▶ [Work to complete]: Reproduce every line of the records below verbatim, but leave the pictures out of your answer.

++++++++

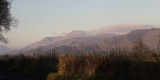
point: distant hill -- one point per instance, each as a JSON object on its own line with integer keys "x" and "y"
{"x": 4, "y": 49}
{"x": 74, "y": 37}
{"x": 82, "y": 40}
{"x": 149, "y": 36}
{"x": 124, "y": 28}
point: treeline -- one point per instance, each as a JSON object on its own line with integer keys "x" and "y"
{"x": 139, "y": 63}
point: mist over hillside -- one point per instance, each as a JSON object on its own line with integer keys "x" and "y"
{"x": 108, "y": 37}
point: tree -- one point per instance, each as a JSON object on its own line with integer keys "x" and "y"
{"x": 139, "y": 46}
{"x": 6, "y": 19}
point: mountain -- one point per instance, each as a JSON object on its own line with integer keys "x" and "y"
{"x": 51, "y": 40}
{"x": 81, "y": 40}
{"x": 4, "y": 49}
{"x": 124, "y": 28}
{"x": 149, "y": 36}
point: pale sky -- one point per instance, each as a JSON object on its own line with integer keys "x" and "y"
{"x": 44, "y": 18}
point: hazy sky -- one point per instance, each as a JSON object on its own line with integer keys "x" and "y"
{"x": 42, "y": 18}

++++++++

▶ [Answer]:
point: distant hill -- one point per instance, each as a JSON object on its own line with integer keys "x" and "y"
{"x": 4, "y": 49}
{"x": 74, "y": 37}
{"x": 82, "y": 40}
{"x": 149, "y": 36}
{"x": 124, "y": 28}
point: treeline -- one point per instance, each as a JSON object on its own line with integer keys "x" and "y"
{"x": 139, "y": 63}
point: mist over hillside -- one point per instance, each as a JSON object on its own line with integer keys "x" and "y"
{"x": 108, "y": 37}
point: tree -- one point per instance, each as a JSON object on its own line with integer keys "x" and "y"
{"x": 139, "y": 46}
{"x": 6, "y": 19}
point: mountain -- one point per instance, each as a JSON object on its own line with integer keys "x" and "y"
{"x": 51, "y": 40}
{"x": 81, "y": 40}
{"x": 4, "y": 49}
{"x": 124, "y": 28}
{"x": 149, "y": 36}
point: pale sky -- one point per instance, each as a JSON object on its own line with integer keys "x" and "y"
{"x": 44, "y": 18}
point: hazy sky -- one point per instance, each as a JSON object on its own line with integer keys "x" and "y"
{"x": 42, "y": 18}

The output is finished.